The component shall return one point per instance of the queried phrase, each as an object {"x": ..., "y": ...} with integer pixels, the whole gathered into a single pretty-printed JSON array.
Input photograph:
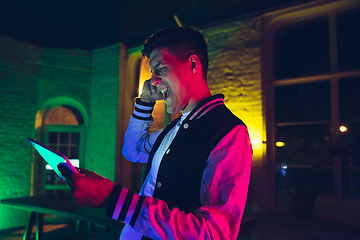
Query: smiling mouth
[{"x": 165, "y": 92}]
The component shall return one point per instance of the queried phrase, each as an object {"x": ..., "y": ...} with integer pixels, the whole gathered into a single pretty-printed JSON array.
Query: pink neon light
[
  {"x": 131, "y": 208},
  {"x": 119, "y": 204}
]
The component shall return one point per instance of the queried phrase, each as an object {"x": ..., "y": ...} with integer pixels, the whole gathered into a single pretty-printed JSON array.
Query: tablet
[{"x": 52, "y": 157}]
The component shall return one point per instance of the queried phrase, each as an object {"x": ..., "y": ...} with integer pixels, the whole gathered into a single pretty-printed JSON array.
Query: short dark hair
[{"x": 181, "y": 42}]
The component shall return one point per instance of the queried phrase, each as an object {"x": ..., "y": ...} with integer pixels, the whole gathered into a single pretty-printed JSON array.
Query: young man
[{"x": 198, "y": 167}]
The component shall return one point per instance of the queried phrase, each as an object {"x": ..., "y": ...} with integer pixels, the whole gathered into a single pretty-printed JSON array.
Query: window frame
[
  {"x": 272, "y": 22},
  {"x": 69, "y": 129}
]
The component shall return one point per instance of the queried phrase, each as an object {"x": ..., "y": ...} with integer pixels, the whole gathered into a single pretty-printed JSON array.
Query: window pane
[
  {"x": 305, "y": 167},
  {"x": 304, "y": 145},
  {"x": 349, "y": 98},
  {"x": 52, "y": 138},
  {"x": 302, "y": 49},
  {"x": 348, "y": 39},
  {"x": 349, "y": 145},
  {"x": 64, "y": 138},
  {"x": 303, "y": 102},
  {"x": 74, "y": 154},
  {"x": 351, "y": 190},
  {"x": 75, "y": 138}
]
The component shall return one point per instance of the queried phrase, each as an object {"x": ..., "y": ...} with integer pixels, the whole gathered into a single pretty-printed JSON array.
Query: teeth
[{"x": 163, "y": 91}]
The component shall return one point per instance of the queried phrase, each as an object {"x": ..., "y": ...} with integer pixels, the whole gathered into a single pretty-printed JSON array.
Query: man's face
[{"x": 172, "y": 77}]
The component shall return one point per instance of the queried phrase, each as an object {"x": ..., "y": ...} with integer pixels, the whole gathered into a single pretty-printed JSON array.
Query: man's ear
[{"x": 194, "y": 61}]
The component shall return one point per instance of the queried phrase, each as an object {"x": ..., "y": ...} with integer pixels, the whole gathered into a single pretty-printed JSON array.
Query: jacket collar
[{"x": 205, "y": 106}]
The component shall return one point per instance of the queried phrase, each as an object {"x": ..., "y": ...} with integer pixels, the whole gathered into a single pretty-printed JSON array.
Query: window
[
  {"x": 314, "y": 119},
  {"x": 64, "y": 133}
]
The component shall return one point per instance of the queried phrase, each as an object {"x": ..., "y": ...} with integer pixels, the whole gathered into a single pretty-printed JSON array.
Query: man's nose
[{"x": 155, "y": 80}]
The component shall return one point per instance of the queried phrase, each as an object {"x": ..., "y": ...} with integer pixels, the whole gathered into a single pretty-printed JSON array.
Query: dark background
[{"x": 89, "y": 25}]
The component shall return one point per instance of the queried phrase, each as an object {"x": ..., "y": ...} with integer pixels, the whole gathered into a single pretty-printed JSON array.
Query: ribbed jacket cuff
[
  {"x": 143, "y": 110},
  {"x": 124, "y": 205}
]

┄┄┄┄┄┄┄┄┄┄

> **WHAT TO PRODUCE**
Return to the listing above and set it down exactly, leaving out its pictures.

> **COMPLETED TASK**
The component shall return one point per instance of the queried phrase, each as an object {"x": ..., "y": ...} with integer pixels, the whole gathered into a single pretty-printed JSON array.
Input photograph:
Query: smiling mouth
[{"x": 165, "y": 92}]
The component shall return one point per instance of the queried phrase, each as an object {"x": ..., "y": ...} with integer pixels, the whole gathered into a single pretty-printed JSON array.
Query: pink neon light
[
  {"x": 131, "y": 208},
  {"x": 119, "y": 204}
]
The component shall return one point per instance of the queried phrase, each as an object {"x": ..., "y": ...} with integer pixels, the whole gathered into a single pretty-printed JSON array.
Query: tablet
[{"x": 52, "y": 157}]
The component shall return one point per instance of the queried phrase, each as an object {"x": ..., "y": ...} with integer pixels, the whole gathered into a single pretty-printed JSON array.
Query: short dark hair
[{"x": 181, "y": 42}]
The component shall return one point per instance of the queried phrase, each as an object {"x": ..., "y": ...} with integer pixels, the whole gathered into a single pretty-printed JSON array.
Query: young man
[{"x": 198, "y": 167}]
The component shall return one point per instance of the queried phrase, each as an object {"x": ..., "y": ...} with integer pixels, the whole gathered into a single pretty-printed JSON array.
Query: window frame
[
  {"x": 272, "y": 22},
  {"x": 69, "y": 129}
]
The component shall return one point per instance of the queried phrase, each as an object {"x": ..., "y": ...} with integer pixels, the whole gathered into a single pretty-printed JSON array.
Query: window pane
[
  {"x": 305, "y": 167},
  {"x": 304, "y": 145},
  {"x": 349, "y": 98},
  {"x": 52, "y": 138},
  {"x": 302, "y": 49},
  {"x": 348, "y": 39},
  {"x": 349, "y": 145},
  {"x": 64, "y": 138},
  {"x": 303, "y": 102},
  {"x": 74, "y": 154},
  {"x": 351, "y": 190},
  {"x": 75, "y": 138}
]
The component shall return one point per instance of the queried phrase, each as an object {"x": ..., "y": ...} with integer pixels, the whole gathered into a single pretty-printed JSON array.
Query: teeth
[{"x": 163, "y": 91}]
The component shall return one point per instance of the queried phrase, each as an object {"x": ..., "y": ...} with integer pixels, the whole gathered into a single pretty-printed JSON array.
Query: man's face
[{"x": 172, "y": 77}]
The component shall return one point per instance of the queried phrase, each as an object {"x": ..., "y": ...} with integer pixels, the whole gathered into a single pretty-printed JSON array.
Query: man's ear
[{"x": 194, "y": 61}]
The component shall return one point per instance of the queried phrase, each as an object {"x": ..., "y": ...} with integer pixels, the whole gathered into a single pretty-printed JSON array.
Query: jacket collar
[{"x": 205, "y": 106}]
The component shall return one point per instance of the queried phrase, each as an object {"x": ..., "y": ...} with integer pixels, the whole gathered into a single pretty-printed JSON array.
Query: window
[
  {"x": 314, "y": 119},
  {"x": 64, "y": 133}
]
The component shall return one point per instance of the queried phrase, each as an object {"x": ..., "y": ...} with integer pixels, the whole gathered into a single pretty-printed JSON array.
Query: man's nose
[{"x": 155, "y": 80}]
The component shall return one point per instance of the queried phrase, each as an object {"x": ..., "y": ...} with integer pixels, the whole gathered into a single pretty-printed JSON array.
Query: dark background
[{"x": 89, "y": 25}]
The component shall return one point per instance of the queried phrase, each as an object {"x": ..., "y": ...} with integer pixels, the whole gathered into a single pretty-printed JSON array.
Query: ribbed jacket cuff
[
  {"x": 143, "y": 110},
  {"x": 124, "y": 205}
]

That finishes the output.